# What to work on
Please find every line below that includes "dark" and report how many there are. Nothing else is needed.
[[ Input for this task, beginning ]]
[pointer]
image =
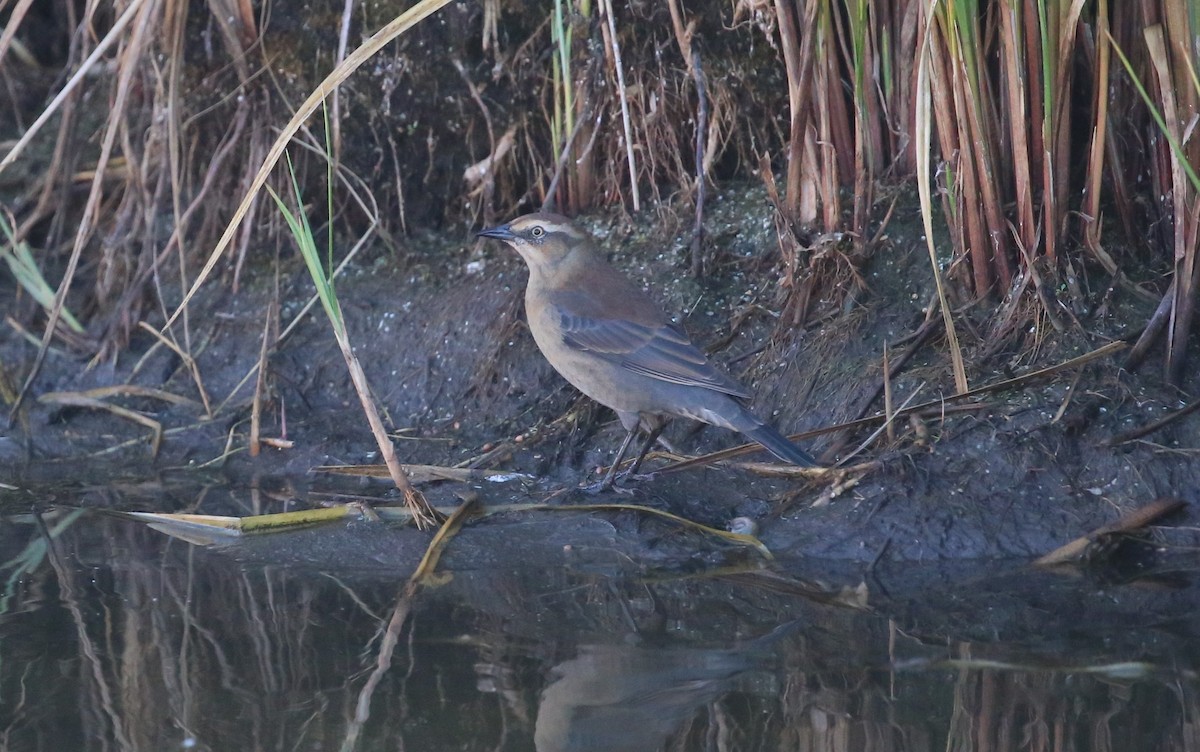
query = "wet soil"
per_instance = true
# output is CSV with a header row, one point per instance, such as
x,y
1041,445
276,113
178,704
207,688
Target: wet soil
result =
[[ Input for this task, end ]]
[[ Input for this task, beginning ]]
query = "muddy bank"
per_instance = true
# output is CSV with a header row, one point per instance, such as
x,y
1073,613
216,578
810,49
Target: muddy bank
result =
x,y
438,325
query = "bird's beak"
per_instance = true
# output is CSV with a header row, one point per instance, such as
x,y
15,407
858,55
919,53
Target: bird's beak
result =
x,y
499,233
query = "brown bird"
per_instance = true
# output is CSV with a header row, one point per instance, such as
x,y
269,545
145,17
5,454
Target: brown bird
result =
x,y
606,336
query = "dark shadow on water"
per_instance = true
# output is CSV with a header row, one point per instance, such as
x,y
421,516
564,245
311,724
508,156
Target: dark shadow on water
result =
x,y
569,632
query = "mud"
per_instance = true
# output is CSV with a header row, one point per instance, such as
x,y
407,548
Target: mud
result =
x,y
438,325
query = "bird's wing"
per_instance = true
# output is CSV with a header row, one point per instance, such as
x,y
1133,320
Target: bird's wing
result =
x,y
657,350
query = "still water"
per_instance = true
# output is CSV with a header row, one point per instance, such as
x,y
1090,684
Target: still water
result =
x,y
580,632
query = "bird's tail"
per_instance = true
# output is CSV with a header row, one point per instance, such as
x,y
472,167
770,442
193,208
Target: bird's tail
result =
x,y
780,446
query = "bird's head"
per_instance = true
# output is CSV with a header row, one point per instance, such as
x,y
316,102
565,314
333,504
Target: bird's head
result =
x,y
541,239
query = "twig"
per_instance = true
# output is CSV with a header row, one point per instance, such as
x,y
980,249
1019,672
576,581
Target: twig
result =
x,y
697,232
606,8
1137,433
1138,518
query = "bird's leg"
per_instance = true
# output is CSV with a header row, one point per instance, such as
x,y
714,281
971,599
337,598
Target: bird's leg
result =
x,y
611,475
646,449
[[ Input for this task, end ]]
[[ Input for this task, beginning ]]
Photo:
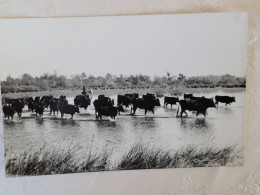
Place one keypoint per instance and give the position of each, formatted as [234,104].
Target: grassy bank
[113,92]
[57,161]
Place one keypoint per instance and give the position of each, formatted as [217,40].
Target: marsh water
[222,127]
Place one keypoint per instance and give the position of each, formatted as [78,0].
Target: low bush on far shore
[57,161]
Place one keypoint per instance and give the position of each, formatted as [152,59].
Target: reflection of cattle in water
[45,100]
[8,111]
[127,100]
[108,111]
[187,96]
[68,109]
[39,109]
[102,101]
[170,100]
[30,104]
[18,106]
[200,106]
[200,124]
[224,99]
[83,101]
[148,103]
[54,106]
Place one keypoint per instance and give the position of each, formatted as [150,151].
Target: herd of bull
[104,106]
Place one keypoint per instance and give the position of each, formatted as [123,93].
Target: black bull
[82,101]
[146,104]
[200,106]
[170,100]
[[ Input for this task, end ]]
# Answer space
2